## Task 1
Answer these questions about the book review:
(a) What does Ginny spend a lot of time in?
(b) What trait is Ginny given beyond very few others?
(c) What kind of person does the reviewer find much easier to identify with?
## Task 2
Reproduce everything in the book review from "Speaking for myself" down to "but feels real.".
## Task 3
How would this sentence from the book review read in Spanish: "Speaking for myself and perhaps myself alone, I never find these characters easy to identify with."?

--- START Source extract ---

Does this not sound like the kind of thing I would love? European travel! With an epistolary element! But it's just so...bland. The cities seem to blend together, not least because Ginny spends a lot of time in a sort of travel fugue of feeling lonely and out of place and not interested in anything. This is something that happens when one travels alone...but also a totally boring way to write a book about travel.

The other problem, which is exacerbated by the fact that Ginny does spend so much of the book traveling alone, is that Ginny is basically a pleasant non-entity and can't carry a book by herself. She seems to have been constructed on the theory that if you give a character very few traits beyond a vague and intermittent shyness, then readers will find it easy to identity with her.

Speaking for myself and perhaps myself alone, I never find these characters easy to identify with. They're so frictionless and flat that they don't seem quite real, and it's much easier to identify with someone who is in most ways unlike me, but feels real.

--- END Source extract ---
--- START Data ---

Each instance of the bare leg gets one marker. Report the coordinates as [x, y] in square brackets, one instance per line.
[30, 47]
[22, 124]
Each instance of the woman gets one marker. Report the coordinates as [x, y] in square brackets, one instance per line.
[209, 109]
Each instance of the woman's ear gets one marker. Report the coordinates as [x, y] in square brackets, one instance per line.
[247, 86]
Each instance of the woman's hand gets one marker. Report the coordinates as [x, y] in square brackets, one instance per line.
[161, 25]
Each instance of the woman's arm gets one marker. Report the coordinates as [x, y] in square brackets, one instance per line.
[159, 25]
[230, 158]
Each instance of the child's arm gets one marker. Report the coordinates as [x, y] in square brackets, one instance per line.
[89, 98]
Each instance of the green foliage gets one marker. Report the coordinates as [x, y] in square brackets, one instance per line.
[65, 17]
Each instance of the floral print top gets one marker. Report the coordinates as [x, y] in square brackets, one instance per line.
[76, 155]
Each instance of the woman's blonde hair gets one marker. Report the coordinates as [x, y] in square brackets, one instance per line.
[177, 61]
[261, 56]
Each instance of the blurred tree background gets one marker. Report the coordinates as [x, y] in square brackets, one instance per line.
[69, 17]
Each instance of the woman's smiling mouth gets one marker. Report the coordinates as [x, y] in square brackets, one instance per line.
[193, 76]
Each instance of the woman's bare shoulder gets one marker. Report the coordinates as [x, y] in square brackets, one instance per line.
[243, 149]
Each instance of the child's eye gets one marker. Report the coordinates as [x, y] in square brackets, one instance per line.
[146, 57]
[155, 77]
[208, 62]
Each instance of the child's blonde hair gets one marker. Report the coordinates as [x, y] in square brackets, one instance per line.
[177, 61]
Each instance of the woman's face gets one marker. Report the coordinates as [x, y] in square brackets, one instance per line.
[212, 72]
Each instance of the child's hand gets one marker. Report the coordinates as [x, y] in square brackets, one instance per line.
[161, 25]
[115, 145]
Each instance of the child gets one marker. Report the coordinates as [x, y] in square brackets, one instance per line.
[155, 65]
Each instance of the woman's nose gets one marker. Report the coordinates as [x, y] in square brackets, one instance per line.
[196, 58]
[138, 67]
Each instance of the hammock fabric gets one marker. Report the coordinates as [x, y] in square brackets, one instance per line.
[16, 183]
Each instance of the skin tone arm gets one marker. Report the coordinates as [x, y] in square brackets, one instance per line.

--- END Data ---

## Full output 1
(a) A sort of travel fugue of feeling lonely and out of place and not interested in anything.
(b) A vague and intermittent shyness.
(c) Someone who is in most ways unlike the reviewer but feels real.

## Full output 2
Speaking for myself and perhaps myself alone, I never find these characters easy to identify with. They're so frictionless and flat that they don't seem quite real, and it's much easier to identify with someone who is in most ways unlike me, but feels real.

## Full output 3
Hablando por mí y quizá solo por mí, nunca me resulta fácil identificarme con estos personajes.